> Passage given
___

Gas prices remain high ahead of the Labor Day holiday weekend that unofficially marks the end of the summer travel season.

Nationally, the average price for a gallon of gasoline was $2.83, up more than 40 cents from a year ago when motorists were dealing with the turmoil in the oil markets caused by Hurricane Harvey, according to AAA, the North American travel club.

In Arkansas, the average price was $2.56, 30 cents higher than this time last year.

"We haven't paid these kind of prices in about four years," said Mike Right, the spokesman for AAA Missouri.

Gas prices haven't budged much all summer. A month ago, the national average for a gallon of regular-grade gasoline was $2.85. In Arkansas, it was $2.59.

Patrick DeHaan, head of petroleum analysis at, agreed that fuel prices have been expensive this summer.

"It's been consistently a more painful summer at the pump than what we've been accustomed to when compared to the last few summers," he said.

Arkansans will see small differences in gas prices around the state, ranging from an average price of $2.50 per gallon for regular gasoline in Hot Springs to $2.61 in Pine Bluff.

The two major metropolitan areas of the state have gas prices in the middle. In the greater Little Rock area, the average price is $2.55 while in Northwest Arkansas, the average price is $2.58.

___

> Stored data
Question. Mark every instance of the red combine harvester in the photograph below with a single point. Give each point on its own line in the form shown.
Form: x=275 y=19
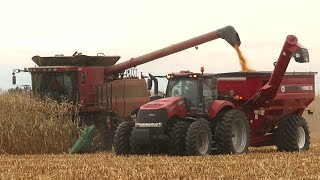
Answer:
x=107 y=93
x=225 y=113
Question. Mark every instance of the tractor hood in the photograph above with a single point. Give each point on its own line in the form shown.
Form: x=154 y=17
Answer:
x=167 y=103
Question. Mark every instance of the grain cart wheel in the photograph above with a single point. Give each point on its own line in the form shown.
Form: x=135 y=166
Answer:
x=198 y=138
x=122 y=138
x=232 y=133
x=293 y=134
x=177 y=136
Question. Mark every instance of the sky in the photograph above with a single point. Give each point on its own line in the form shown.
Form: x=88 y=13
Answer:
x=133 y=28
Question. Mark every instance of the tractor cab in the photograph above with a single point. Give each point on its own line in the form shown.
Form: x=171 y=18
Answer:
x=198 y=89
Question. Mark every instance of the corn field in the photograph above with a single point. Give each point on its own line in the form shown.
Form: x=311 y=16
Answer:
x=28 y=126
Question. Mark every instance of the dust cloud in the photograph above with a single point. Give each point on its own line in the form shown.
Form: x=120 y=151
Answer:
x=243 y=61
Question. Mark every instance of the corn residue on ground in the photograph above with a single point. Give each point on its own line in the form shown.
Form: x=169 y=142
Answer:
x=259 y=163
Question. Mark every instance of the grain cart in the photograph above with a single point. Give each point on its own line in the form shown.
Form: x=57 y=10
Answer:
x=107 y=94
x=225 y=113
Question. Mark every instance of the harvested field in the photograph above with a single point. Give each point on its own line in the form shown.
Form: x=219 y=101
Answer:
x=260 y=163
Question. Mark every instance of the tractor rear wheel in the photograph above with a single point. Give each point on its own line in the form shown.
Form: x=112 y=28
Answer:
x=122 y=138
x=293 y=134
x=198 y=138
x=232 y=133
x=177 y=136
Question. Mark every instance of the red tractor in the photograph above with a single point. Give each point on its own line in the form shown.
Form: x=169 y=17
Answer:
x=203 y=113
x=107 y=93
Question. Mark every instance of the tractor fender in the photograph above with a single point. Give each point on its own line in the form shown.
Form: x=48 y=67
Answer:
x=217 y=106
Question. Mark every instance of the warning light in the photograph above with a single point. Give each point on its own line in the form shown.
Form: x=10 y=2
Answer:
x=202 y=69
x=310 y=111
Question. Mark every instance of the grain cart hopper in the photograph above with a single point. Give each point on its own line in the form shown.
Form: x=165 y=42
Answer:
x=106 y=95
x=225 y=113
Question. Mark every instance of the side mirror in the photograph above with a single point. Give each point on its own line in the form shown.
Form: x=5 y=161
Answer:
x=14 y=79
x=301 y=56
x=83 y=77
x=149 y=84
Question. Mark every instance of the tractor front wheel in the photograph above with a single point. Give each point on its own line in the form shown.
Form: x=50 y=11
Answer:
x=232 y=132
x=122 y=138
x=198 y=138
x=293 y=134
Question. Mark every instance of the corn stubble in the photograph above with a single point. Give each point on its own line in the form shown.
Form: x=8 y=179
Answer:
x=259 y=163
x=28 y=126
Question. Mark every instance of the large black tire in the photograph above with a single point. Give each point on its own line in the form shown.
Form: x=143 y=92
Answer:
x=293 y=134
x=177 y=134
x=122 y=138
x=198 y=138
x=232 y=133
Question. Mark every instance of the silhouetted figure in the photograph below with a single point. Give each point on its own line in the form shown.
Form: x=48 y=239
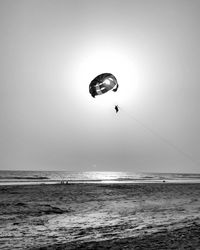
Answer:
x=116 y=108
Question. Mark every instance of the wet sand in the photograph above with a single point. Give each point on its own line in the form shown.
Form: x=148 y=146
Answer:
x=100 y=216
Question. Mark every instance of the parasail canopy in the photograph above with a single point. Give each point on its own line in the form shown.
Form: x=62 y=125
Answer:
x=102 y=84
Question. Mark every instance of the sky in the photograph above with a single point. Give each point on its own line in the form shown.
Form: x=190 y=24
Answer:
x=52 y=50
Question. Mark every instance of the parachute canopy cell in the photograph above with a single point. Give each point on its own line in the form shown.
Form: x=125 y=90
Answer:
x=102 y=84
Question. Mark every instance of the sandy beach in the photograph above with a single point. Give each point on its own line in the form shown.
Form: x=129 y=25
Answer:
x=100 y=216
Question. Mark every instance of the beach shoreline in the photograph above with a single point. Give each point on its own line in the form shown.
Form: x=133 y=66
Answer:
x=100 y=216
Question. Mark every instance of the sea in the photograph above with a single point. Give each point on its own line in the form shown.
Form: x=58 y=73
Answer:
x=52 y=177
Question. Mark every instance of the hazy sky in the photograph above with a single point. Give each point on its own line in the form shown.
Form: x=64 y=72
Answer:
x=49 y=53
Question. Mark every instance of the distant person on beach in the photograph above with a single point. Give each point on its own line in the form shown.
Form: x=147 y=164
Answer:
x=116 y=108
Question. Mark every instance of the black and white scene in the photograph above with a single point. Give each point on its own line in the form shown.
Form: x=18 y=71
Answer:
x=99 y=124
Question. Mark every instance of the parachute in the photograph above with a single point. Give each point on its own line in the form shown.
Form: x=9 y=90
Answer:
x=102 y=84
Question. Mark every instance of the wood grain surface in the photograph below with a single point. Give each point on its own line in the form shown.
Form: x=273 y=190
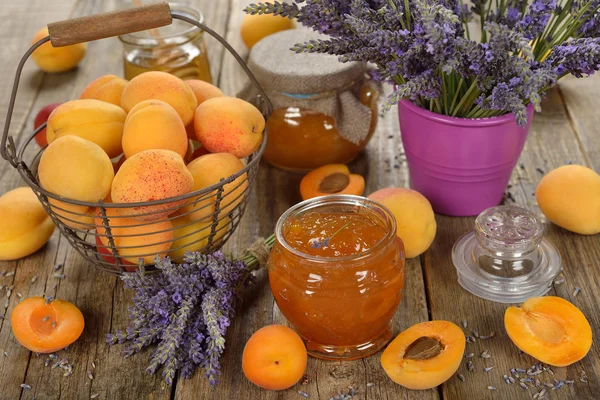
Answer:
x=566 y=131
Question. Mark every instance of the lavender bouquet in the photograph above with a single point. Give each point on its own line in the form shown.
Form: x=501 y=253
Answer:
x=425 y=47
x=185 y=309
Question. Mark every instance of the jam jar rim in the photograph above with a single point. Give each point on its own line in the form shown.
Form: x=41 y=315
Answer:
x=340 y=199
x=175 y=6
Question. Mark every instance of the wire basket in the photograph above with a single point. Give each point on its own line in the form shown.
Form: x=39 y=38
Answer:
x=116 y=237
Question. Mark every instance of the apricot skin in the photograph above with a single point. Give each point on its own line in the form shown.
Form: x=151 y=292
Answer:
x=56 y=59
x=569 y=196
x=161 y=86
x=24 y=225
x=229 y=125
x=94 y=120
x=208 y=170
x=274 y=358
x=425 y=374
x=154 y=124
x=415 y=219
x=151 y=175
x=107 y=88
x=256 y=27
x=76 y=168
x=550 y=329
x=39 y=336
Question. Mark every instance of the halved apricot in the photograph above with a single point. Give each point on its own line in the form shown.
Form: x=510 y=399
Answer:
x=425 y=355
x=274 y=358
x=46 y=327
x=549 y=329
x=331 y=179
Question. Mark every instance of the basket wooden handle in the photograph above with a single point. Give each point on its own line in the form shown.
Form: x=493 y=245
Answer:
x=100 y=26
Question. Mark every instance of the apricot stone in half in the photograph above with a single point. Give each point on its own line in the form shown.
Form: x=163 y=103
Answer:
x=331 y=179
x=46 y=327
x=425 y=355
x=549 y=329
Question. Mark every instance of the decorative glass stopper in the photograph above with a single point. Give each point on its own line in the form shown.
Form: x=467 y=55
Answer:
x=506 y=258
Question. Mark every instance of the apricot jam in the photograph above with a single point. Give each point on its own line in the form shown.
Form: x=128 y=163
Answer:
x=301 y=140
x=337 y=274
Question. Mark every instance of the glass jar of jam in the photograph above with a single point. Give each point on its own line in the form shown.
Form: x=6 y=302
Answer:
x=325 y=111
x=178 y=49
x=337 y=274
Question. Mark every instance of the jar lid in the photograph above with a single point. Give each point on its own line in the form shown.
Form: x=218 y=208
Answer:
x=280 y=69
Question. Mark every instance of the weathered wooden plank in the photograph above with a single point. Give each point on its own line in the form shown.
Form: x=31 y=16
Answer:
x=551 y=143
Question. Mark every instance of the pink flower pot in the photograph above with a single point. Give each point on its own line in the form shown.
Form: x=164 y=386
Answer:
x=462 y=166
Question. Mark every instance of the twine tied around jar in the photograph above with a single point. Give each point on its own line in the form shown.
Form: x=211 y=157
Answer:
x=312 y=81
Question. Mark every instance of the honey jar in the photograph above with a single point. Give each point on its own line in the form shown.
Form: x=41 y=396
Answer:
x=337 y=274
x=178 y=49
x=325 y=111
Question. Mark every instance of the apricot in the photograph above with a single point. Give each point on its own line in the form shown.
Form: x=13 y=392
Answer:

___

> Set tasks
1 - Answer these questions from the gas prices article:
(a) What was the national average price for a gallon of gasoline?
(b) What is the average price for regular gasoline in Hot Springs?
(c) What is the average price in the greater Little Rock area?
2 - Copy the gas prices article word for word, from "Nationally, the average" up to and including "time last year.".
3 - Carry the gas prices article forward from its final sentence, keeping its tone and subject.

> Responses in order
1 -
(a) $2.83
(b) $2.50 per gallon
(c) $2.55

2 -
Nationally, the average price for a gallon of gasoline was $2.83, up more than 40 cents from a year ago when motorists were dealing with the turmoil in the oil markets caused by Hurricane Harvey, according to AAA, the North American travel club.

In Arkansas, the average price was $2.56, 30 cents higher than this time last year.

3 -
DeHaan predicted that gas prices will head south this fall but that consumers shouldn't expect a steep drop.

"Without major hurricanes, we should continue to see prices gently decline in the weeks ahead as demand begins to slow into the autumn, wrapping up the priciest summer at the pump since 2014, but overall, with a moderately less sting than what we saw earlier on this decade," he said.

Still, Right said the record pace of travel found on other holidays earlier this summer will continue unabated this weekend.

"I would expect it's going to be a very busy year in terms of motor vehicle as well as air travel over the weekend," he said. "All of the holidays thus far this year have pretty much set records in terms of the number of people traveling over the holiday period."

AAA no longer conducts a survey to measure how many people will travel over the Labor Day weekend. But A4A, the industry trade organization for the major U.S. airlines, released its own survey on air travel, which it said would set a record.

The trade organization said it expects 16.5 million passengers to fly worldwide on U.S. carriers over the week-long Labor Day travel period, which began on Wednesday and concludes on Tuesday. The figure represents a 3.5 percent increase over the 16 million passengers estimated to have flown over the same holiday period last year.

"This Labor Day, U.S. airlines are enabling more passengers than ever before to take to the skies," said A4A Vice President and Chief Economist John Heimlich.

Right credited a robust economy for the record pace of travel.

Arkansas' joblessness rate dipped to 3.7 percent in July after five straight months at 3.8 percent, according to the U.S. Bureau of Labor Statistics. The national unemployment rate in July was 3.9 percent, down from 4.0 percent in June.

Meanwhile, the Conference Board said consumer confidence has increased to its highest level in 18 years.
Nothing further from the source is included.